Take every line from the listing below that contains "church".

##### Material for this task

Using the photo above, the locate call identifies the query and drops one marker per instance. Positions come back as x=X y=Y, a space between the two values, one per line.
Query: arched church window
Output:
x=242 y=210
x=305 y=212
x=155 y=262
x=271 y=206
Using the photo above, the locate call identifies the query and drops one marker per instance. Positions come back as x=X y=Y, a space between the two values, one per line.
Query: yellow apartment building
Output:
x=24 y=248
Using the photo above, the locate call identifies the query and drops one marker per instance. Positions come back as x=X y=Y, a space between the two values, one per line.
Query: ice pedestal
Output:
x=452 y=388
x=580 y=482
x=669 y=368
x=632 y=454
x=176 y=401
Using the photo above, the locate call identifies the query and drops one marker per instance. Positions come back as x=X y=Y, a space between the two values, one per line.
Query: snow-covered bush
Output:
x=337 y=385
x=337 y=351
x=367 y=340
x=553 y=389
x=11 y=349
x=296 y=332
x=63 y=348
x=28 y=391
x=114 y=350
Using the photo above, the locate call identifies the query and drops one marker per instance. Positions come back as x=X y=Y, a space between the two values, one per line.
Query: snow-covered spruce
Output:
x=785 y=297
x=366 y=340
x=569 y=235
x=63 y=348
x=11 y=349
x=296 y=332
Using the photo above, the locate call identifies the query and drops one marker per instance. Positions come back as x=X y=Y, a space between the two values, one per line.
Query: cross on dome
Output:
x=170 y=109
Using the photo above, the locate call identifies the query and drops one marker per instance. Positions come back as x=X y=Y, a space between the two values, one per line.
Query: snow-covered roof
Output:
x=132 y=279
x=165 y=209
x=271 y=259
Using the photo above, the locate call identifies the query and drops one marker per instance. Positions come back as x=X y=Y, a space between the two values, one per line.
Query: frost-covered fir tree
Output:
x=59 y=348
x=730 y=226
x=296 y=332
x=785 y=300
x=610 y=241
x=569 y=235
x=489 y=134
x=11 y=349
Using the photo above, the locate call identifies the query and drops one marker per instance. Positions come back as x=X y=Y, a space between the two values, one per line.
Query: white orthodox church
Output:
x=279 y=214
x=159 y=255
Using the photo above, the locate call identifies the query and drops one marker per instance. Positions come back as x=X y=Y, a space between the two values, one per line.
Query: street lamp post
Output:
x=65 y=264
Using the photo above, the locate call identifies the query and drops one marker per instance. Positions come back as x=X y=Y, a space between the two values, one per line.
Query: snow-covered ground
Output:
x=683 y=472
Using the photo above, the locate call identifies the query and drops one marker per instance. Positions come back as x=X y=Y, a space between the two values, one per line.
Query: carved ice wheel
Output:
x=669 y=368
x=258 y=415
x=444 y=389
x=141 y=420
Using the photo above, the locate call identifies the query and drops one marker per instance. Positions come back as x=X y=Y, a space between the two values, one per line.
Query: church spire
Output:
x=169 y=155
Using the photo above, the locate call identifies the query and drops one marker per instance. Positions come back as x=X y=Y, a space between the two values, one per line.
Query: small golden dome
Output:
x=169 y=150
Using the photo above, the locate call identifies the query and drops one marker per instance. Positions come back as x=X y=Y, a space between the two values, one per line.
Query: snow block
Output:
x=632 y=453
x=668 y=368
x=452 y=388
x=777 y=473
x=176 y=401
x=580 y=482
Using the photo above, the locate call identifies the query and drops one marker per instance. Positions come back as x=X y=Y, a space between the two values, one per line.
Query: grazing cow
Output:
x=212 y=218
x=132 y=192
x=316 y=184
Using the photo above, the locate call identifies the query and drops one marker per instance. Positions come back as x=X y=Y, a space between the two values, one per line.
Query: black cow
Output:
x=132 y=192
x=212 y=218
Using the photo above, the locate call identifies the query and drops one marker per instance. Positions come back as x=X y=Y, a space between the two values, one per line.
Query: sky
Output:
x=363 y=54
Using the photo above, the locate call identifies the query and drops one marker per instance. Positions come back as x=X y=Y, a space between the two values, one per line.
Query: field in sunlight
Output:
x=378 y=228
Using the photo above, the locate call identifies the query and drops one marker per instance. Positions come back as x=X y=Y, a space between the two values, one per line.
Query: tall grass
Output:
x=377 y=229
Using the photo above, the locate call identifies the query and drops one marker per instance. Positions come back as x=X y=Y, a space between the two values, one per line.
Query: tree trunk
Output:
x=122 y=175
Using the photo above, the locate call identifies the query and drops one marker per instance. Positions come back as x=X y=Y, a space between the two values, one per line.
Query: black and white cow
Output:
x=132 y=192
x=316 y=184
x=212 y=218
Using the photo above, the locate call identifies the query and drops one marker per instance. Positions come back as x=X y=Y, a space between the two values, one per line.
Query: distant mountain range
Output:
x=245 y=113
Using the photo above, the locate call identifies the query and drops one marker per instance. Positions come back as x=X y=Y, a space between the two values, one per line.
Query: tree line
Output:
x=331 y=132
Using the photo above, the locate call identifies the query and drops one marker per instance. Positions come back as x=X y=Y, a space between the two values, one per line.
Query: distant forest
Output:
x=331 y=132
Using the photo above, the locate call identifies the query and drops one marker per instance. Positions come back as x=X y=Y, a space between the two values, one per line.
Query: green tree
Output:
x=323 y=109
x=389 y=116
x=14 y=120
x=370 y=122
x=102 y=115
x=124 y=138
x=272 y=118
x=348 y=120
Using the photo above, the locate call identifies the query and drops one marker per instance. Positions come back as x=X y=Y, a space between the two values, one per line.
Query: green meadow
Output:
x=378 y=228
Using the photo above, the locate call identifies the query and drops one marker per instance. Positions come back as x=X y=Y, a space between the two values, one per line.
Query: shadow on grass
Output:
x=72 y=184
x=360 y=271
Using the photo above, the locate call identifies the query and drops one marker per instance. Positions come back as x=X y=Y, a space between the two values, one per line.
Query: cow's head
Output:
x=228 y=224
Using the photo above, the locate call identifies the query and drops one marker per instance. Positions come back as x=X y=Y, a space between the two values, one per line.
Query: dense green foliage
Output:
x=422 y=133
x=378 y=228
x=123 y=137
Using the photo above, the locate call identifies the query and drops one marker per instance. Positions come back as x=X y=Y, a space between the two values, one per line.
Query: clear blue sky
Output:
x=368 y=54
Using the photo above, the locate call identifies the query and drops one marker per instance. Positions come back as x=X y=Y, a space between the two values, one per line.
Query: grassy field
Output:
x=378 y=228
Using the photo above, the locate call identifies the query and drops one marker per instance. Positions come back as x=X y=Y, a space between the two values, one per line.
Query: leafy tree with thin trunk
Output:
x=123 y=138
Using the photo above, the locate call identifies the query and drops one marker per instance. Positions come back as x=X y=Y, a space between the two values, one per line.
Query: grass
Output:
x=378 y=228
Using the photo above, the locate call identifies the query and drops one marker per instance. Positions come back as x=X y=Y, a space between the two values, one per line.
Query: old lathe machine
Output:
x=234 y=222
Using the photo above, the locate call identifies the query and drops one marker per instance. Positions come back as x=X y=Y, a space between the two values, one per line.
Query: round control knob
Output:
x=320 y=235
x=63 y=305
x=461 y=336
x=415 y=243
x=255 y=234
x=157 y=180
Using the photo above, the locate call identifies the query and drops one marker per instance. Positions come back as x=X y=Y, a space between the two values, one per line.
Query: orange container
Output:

##########

Answer section:
Query: arched church window
Query: white orthodox church
Query: church spire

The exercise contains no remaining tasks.